>> start Information supplied

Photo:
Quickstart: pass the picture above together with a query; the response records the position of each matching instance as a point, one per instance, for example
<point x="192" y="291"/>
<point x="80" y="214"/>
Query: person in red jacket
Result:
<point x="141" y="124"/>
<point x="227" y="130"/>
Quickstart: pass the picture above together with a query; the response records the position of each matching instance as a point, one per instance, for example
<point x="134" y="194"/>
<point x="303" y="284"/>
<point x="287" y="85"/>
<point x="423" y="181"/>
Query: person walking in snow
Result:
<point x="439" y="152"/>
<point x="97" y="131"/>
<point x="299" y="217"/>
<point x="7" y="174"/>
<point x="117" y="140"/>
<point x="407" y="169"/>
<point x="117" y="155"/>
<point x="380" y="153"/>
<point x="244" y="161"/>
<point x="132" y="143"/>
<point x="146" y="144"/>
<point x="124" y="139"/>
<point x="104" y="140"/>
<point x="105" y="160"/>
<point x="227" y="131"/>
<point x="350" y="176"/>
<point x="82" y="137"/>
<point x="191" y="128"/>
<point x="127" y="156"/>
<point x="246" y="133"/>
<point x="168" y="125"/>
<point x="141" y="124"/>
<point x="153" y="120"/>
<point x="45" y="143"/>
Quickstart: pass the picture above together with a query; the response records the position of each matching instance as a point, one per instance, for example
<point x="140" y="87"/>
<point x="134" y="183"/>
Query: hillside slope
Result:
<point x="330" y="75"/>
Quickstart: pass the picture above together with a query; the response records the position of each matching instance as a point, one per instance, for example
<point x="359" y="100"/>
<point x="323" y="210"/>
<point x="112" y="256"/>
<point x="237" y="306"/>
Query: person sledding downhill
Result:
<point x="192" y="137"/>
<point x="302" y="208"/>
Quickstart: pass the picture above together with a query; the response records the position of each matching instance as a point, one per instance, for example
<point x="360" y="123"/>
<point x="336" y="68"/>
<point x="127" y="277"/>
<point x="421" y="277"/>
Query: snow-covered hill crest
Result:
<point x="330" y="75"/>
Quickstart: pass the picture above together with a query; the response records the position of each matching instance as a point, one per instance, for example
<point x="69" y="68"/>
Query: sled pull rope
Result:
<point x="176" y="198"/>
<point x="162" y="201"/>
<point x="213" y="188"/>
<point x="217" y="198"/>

>> end Information supplied

Instructions to follow | Recopy the entries above exactly, with every line included.

Complete response |
Photo:
Quickstart: pass the picture above together with a query; the response records the position of each matching instance as a point, one per instance, for example
<point x="192" y="291"/>
<point x="80" y="214"/>
Query: person in red jacket
Result:
<point x="141" y="124"/>
<point x="227" y="130"/>
Quickstart: pass the picture above together with a query; the response records the position of each matching instance as a point, one per instance, for example
<point x="134" y="194"/>
<point x="303" y="284"/>
<point x="287" y="85"/>
<point x="423" y="181"/>
Query: person walking in snow
Result:
<point x="439" y="152"/>
<point x="97" y="131"/>
<point x="299" y="217"/>
<point x="7" y="174"/>
<point x="117" y="140"/>
<point x="407" y="169"/>
<point x="117" y="155"/>
<point x="380" y="153"/>
<point x="244" y="161"/>
<point x="132" y="143"/>
<point x="146" y="144"/>
<point x="124" y="139"/>
<point x="104" y="140"/>
<point x="105" y="160"/>
<point x="227" y="131"/>
<point x="350" y="176"/>
<point x="82" y="137"/>
<point x="191" y="128"/>
<point x="127" y="156"/>
<point x="246" y="133"/>
<point x="168" y="125"/>
<point x="141" y="124"/>
<point x="153" y="120"/>
<point x="45" y="143"/>
Quickstart: pass the picture above together with a query; the response records the position of each matching instance as a point, one per instance, for example
<point x="140" y="87"/>
<point x="134" y="183"/>
Query: hillside slope
Result:
<point x="330" y="75"/>
Quickstart: pass the picture above together with a query; the response records the position of each matching instance as a point, one per instance, for example
<point x="359" y="100"/>
<point x="323" y="210"/>
<point x="112" y="256"/>
<point x="237" y="306"/>
Query: person sledding downhill
Result:
<point x="192" y="137"/>
<point x="302" y="208"/>
Quickstart: pass the picture above together with a query; the response records the position of each matching instance as a point, one per instance, for example
<point x="360" y="123"/>
<point x="336" y="68"/>
<point x="127" y="277"/>
<point x="421" y="277"/>
Query: snow-covered hill crest
Result:
<point x="330" y="75"/>
Quickstart: pass the picture above together with a query; the response records the position of each matching instance as a point, one per instance, for example
<point x="69" y="68"/>
Query: sled pull rope
Result:
<point x="176" y="198"/>
<point x="162" y="201"/>
<point x="213" y="188"/>
<point x="217" y="198"/>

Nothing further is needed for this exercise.